## MATERIAL SHOWN
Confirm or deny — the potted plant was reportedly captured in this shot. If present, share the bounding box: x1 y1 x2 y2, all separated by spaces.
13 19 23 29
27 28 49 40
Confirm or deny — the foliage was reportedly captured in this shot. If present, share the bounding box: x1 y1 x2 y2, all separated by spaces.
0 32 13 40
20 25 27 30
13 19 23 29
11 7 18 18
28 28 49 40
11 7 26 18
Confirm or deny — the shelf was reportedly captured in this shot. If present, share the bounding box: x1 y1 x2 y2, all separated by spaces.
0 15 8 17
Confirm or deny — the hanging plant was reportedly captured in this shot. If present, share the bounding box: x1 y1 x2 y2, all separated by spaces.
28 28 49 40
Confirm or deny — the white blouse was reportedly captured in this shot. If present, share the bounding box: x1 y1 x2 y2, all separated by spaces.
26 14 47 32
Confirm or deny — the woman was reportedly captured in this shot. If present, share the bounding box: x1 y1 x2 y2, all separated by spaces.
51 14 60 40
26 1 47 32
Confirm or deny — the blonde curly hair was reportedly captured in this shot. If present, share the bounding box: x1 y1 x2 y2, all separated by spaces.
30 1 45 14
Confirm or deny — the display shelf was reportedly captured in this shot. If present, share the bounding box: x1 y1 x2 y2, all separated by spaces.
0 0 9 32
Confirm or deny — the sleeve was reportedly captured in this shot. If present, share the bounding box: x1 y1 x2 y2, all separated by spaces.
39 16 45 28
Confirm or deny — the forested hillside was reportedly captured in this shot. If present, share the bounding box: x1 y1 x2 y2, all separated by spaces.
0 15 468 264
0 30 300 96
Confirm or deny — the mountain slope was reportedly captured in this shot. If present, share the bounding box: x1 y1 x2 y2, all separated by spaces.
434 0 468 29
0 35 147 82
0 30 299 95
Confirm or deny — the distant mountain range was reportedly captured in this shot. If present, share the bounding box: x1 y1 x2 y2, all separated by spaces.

## PROBLEM TO SOLVE
Copy every one of the records above, character for character and in the same order.

## COMPLETED TASK
Confirm or deny — the potted plant was reportedly captured in this shot. If present, share the bounding box: x1 y1 x2 y2, all separated by spaces.
13 19 23 29
27 28 49 40
Confirm or deny — the foliage was reportedly captured in this shot. If present, share the bounding box: x1 y1 x2 y2, all separated by spaces.
0 32 13 40
20 25 27 30
13 19 23 29
11 7 18 18
28 28 49 40
11 7 26 18
Confirm or deny — the shelf was reportedly captured in this shot. If present, share the bounding box: x1 y1 x2 y2, all separated by spaces.
0 15 8 17
Confirm or deny — the hanging plant was reportedly captured in this shot. If present, share the bounding box: x1 y1 x2 y2, all separated by spaces.
28 28 49 40
Confirm or deny — the white blouse was reportedly captured in this shot. If present, share the bounding box: x1 y1 x2 y2, all separated by spaces.
26 14 47 32
Confirm or deny — the woman was reportedly captured in this shot. If present, share the bounding box: x1 y1 x2 y2, all separated by spaces.
51 14 60 40
26 1 47 32
Confirm or deny — the blonde curly hair was reportedly captured in this shot. If present, share the bounding box: x1 y1 x2 y2, all separated by spaces.
30 1 45 14
Confirm or deny — the display shelf was reportedly captured in this shot. If present, share the bounding box: x1 y1 x2 y2, all separated by spaces.
0 0 9 32
Confirm or deny — the sleeve was reportedly captured in this shot. If present, share the bounding box: x1 y1 x2 y2, all separated by spaces.
39 16 45 28
Confirm or deny — the forested hillside was reportedly captured in this shot. If present, share the bounding box: x1 y1 x2 y2, all separated by spaces.
0 15 468 264
0 30 300 96
Confirm or deny — the mountain slope was reportedly captured in this shot. If present, share the bounding box: x1 y1 x2 y2, all separated by spaces.
434 0 468 29
0 35 147 82
0 30 299 95
Confirm or deny — the distant mountain range was reportedly captured in this shot. If present, share the bounding box: x1 y1 x2 y2, all separated by spaces.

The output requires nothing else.